# Excerpt start

Reading today’s LA Times

Sunday, October 4th, 2009
  • A nice piece on the 10th-anniversary release of Takashi Miike’s “Audition.” Don’t read the story if you haven’t seen the film. But do see the film, and try to be utterly unprepared.
  • A somewhat useless overview of Joel and Ethan Coen’s oeuvre. The online headline:  “Just accept the mystery.” (In the print version:  “Mystery in the making.”) To headline a piece “Just accept the mystery” is to say, “I don’t know what to make of this.” Which begs the question:  then why write about it? (And yes, before you email me, I realize that an editor headlined it.)
  • Douglas Brinkley reviews the new Clinton presidency book, Taylor Branch’s “The Clinton Tapes,” and decides that “our country benefited from his robust leadership.” Which makes me pause to wonder if he hasn’t slid from book reviewer to partisan advocate. An interview with the author by NPR’s Terry Gross coincided more closely with my own remembrance:  some real accomplishments, matched with a dogged determination to filter everything through the prism of personal crisis — the president’s own. If Clinton was, to use Brinkley’s assertion, a “political genius and a dazzling player with cunning pragmatism and spot-on observations,” why didn’t his mirror ever tell him how Monica Lewinsky and Jennifer Flowers and Whitewater and Lincoln Bedroom donations and lying under oath and on and on would be used against him to the detriment of us all? This doesn’t sound like “robust leadership.” It sounds like Shakespearean tragedy.

# Excerpt end

▶ **Exercise brief**:
Duplicate the LA Times roundup from "Sunday, October 4th, 2009" down to "editor headlined it.)", word for word. The items that come next are separate material, unrelated to the text above.

# Extracted records start

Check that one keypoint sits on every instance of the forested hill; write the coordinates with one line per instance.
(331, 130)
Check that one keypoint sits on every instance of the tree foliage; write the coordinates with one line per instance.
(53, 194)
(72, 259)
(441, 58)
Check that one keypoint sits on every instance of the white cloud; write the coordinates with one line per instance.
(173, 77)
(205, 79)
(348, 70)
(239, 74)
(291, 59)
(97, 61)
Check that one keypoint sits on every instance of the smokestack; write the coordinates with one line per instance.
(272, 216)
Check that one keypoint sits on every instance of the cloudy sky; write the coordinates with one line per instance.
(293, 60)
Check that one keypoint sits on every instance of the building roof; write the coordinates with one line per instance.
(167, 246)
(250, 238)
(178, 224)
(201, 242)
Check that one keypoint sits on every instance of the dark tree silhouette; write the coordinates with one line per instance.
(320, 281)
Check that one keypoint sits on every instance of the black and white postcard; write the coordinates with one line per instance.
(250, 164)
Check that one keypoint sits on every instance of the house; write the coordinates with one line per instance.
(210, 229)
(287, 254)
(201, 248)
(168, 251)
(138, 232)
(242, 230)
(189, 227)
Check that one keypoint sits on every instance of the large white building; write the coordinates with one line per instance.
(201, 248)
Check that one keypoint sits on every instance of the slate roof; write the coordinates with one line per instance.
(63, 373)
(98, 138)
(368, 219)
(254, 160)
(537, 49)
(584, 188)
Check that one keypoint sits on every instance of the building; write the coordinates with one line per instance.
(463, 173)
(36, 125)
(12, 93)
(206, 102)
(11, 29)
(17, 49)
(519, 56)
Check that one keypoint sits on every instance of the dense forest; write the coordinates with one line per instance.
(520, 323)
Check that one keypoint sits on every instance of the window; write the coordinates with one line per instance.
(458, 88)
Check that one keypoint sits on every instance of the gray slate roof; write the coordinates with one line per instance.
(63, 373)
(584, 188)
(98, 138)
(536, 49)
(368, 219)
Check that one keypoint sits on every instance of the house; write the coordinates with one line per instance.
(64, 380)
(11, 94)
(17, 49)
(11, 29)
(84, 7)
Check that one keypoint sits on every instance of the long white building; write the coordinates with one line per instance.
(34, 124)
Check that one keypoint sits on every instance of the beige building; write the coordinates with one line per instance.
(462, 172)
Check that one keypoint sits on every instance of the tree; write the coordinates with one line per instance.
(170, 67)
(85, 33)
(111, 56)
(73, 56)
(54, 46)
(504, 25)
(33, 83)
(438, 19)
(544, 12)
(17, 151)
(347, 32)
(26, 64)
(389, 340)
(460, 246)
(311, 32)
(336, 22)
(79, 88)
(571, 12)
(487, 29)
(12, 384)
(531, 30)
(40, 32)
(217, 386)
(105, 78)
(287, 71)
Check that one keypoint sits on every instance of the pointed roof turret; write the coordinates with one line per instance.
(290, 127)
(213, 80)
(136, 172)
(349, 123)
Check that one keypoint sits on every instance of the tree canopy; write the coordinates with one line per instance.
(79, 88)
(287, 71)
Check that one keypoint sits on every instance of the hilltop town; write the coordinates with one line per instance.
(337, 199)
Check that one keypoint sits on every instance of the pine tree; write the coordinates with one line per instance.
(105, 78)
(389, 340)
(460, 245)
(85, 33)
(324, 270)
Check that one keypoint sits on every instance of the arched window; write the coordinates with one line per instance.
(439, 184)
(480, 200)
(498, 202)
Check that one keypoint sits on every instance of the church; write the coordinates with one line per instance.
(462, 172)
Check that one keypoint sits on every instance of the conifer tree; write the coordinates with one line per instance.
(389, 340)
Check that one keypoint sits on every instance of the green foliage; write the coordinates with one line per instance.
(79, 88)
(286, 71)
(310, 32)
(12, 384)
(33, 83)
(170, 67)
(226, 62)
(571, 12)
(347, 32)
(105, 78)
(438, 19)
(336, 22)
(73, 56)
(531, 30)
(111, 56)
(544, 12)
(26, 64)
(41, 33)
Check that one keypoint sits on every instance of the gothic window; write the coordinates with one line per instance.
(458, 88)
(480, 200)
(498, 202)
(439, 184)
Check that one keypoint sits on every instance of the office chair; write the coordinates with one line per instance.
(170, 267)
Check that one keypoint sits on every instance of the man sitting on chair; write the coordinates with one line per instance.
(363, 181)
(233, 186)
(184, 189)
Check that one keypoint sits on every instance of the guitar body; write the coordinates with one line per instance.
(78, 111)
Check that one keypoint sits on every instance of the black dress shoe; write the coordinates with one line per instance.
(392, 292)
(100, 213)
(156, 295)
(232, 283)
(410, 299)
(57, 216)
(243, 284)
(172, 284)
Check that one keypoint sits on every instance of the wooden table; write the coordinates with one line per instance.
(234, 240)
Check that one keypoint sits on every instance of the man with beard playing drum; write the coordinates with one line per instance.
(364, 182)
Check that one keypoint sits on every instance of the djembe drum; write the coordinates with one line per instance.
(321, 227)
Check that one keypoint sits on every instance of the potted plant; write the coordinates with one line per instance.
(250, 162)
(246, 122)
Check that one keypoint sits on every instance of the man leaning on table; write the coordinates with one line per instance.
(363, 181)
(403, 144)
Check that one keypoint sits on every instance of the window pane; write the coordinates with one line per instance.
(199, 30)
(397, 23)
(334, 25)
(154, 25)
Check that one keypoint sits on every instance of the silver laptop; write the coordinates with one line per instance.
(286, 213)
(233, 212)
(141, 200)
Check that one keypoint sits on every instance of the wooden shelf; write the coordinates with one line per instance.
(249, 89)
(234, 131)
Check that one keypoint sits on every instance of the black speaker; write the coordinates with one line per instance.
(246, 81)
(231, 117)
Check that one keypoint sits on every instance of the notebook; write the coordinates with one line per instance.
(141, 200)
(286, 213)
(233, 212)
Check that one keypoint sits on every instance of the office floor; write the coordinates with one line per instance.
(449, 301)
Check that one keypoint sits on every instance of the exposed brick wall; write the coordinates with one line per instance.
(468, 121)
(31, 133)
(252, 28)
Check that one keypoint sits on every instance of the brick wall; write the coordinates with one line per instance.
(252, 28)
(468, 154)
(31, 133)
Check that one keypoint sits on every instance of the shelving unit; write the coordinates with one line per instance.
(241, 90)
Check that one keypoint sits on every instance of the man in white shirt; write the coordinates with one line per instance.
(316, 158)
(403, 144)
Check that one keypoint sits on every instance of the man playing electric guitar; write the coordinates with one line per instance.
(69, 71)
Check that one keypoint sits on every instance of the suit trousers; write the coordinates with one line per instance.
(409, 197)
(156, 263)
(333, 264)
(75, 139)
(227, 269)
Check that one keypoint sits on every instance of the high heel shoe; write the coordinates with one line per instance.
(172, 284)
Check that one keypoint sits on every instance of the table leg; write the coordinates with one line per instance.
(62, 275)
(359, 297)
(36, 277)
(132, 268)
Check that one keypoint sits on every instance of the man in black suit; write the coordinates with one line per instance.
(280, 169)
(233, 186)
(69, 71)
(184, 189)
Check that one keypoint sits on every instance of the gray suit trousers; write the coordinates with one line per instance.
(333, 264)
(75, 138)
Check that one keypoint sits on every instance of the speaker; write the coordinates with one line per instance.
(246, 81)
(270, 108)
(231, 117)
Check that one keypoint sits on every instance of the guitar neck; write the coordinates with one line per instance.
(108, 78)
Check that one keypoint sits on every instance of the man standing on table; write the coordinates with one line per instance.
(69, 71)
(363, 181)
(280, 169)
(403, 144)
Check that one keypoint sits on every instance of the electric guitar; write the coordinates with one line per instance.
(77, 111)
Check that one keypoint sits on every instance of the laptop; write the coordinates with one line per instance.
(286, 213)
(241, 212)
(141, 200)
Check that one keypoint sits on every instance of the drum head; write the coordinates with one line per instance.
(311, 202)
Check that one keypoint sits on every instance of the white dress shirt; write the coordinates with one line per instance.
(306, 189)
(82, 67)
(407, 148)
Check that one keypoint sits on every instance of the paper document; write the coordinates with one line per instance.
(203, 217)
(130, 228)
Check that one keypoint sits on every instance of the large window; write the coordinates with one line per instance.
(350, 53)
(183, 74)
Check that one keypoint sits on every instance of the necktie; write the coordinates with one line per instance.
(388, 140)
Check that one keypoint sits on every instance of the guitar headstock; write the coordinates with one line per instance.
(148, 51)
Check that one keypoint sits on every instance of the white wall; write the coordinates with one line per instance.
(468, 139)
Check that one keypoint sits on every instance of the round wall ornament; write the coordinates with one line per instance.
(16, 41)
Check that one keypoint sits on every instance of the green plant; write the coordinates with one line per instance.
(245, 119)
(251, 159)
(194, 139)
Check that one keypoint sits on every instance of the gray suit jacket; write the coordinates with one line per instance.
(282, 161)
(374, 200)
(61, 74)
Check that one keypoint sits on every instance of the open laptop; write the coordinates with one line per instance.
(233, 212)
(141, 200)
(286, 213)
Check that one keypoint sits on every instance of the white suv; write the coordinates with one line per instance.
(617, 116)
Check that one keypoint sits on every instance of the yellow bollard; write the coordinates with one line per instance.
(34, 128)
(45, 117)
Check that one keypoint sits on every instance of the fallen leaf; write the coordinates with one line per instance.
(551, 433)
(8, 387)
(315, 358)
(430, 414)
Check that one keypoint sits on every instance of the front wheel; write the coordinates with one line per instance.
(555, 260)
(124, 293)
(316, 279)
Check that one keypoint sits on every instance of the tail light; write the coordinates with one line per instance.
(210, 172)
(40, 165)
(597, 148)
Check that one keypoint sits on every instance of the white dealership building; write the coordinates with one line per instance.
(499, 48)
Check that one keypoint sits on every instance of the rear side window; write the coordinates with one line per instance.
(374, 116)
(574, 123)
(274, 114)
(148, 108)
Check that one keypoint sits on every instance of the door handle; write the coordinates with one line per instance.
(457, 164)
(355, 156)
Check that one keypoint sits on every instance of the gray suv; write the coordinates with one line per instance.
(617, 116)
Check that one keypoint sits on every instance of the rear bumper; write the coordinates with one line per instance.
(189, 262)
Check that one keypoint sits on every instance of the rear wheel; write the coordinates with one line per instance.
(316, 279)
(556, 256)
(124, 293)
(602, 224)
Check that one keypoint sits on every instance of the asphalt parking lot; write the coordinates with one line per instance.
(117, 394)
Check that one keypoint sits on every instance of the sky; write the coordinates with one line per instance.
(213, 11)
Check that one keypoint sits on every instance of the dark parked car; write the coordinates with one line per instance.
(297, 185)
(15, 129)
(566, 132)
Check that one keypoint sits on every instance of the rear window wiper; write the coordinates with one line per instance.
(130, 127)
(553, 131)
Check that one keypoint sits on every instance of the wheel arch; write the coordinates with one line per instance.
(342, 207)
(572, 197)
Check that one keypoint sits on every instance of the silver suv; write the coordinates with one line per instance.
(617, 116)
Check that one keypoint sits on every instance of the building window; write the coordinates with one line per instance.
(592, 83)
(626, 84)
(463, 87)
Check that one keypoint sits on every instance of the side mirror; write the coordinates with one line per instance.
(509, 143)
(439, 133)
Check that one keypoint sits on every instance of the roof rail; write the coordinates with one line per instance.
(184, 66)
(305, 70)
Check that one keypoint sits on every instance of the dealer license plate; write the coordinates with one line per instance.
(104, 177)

# Extracted records end

▶ **Exercise solution**:
Sunday, October 4th, 2009
  • A nice piece on the 10th-anniversary release of Takashi Miike’s “Audition.” Don’t read the story if you haven’t seen the film. But do see the film, and try to be utterly unprepared.
  • A somewhat useless overview of Joel and Ethan Coen’s oeuvre. The online headline:  “Just accept the mystery.” (In the print version:  “Mystery in the making.”) To headline a piece “Just accept the mystery” is to say, “I don’t know what to make of this.” Which begs the question:  then why write about it? (And yes, before you email me, I realize that an editor headlined it.)